Pointing dataset excerpts:
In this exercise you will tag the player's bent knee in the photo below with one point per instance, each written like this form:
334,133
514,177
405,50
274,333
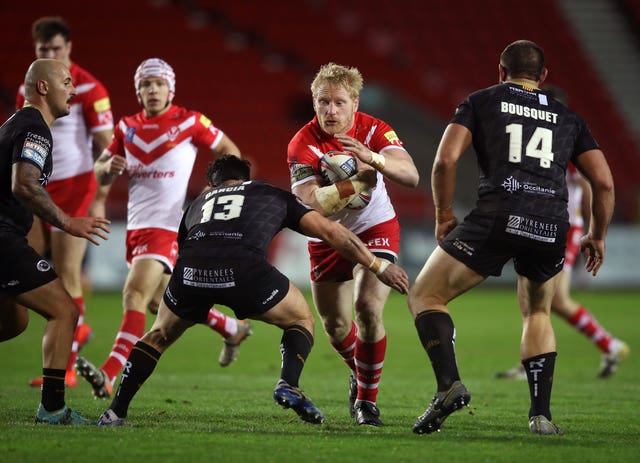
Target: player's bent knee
14,319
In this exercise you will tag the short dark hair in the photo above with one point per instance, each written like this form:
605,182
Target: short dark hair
523,58
46,28
228,167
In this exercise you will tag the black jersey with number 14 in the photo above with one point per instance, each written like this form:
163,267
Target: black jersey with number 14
237,221
524,141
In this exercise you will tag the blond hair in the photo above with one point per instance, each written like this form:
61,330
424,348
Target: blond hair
348,77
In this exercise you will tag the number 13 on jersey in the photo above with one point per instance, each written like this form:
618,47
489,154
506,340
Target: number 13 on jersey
231,208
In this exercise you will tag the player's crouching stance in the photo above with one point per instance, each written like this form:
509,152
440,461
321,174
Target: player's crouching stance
223,240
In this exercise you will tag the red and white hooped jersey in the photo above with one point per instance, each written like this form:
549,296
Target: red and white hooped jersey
90,112
311,143
574,204
160,153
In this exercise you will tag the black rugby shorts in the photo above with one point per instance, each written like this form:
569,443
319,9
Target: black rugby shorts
482,243
247,288
22,268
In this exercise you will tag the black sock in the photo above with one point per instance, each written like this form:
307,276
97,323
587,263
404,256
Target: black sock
52,389
295,347
139,366
540,376
437,335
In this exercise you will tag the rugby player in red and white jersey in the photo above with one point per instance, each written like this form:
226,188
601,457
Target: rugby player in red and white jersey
613,350
157,149
78,140
338,286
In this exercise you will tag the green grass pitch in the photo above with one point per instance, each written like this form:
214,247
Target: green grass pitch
192,410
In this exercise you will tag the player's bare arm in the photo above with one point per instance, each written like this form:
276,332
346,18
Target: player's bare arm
455,141
593,165
396,164
330,199
226,146
349,245
101,140
26,187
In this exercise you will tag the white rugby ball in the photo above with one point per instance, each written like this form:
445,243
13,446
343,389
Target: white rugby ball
338,165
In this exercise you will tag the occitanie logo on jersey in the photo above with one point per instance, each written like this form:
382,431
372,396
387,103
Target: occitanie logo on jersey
204,120
102,105
392,137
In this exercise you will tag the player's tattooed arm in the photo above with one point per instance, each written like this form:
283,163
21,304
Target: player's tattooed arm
27,187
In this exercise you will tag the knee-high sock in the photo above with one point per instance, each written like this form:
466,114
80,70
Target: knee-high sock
438,336
585,322
347,347
131,330
75,346
220,323
369,361
295,347
52,389
139,366
540,376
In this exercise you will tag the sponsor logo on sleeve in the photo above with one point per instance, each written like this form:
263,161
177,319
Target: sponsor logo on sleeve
300,172
102,105
392,137
131,131
204,120
36,149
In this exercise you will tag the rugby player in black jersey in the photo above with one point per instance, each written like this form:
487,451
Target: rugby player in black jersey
523,141
27,280
222,259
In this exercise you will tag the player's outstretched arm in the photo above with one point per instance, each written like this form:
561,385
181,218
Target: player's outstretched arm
26,186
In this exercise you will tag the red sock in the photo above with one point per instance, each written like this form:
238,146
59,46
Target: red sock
131,330
74,346
347,347
220,323
586,323
369,361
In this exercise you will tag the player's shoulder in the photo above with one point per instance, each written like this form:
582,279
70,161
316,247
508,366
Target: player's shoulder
310,131
81,76
366,119
31,119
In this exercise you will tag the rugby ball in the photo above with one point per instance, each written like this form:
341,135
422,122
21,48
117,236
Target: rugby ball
338,165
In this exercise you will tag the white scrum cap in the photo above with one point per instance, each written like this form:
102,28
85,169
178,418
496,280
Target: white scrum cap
155,67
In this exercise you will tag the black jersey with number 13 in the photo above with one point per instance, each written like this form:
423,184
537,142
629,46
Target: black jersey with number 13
237,220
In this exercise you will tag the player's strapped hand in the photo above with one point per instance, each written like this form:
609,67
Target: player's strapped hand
89,228
593,252
395,277
117,165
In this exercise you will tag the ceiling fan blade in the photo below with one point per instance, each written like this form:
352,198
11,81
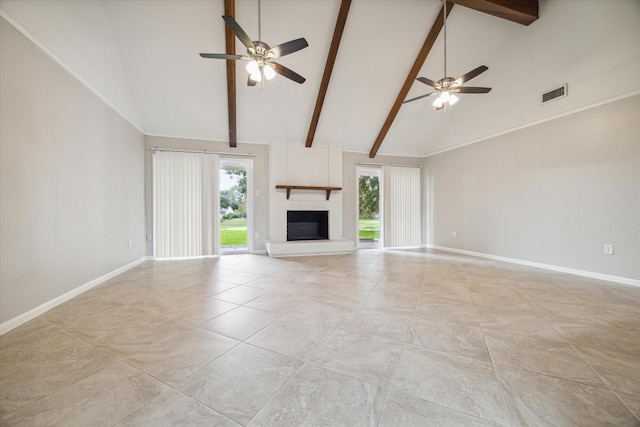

= Exercise aim =
Return every line of the records that contains the word "crouching". Give each one as a separate line.

= Exercise result =
In this exercise you will tag the player's crouching stance in the photo above with one point per instance, each written like this form:
Target: player's crouching stance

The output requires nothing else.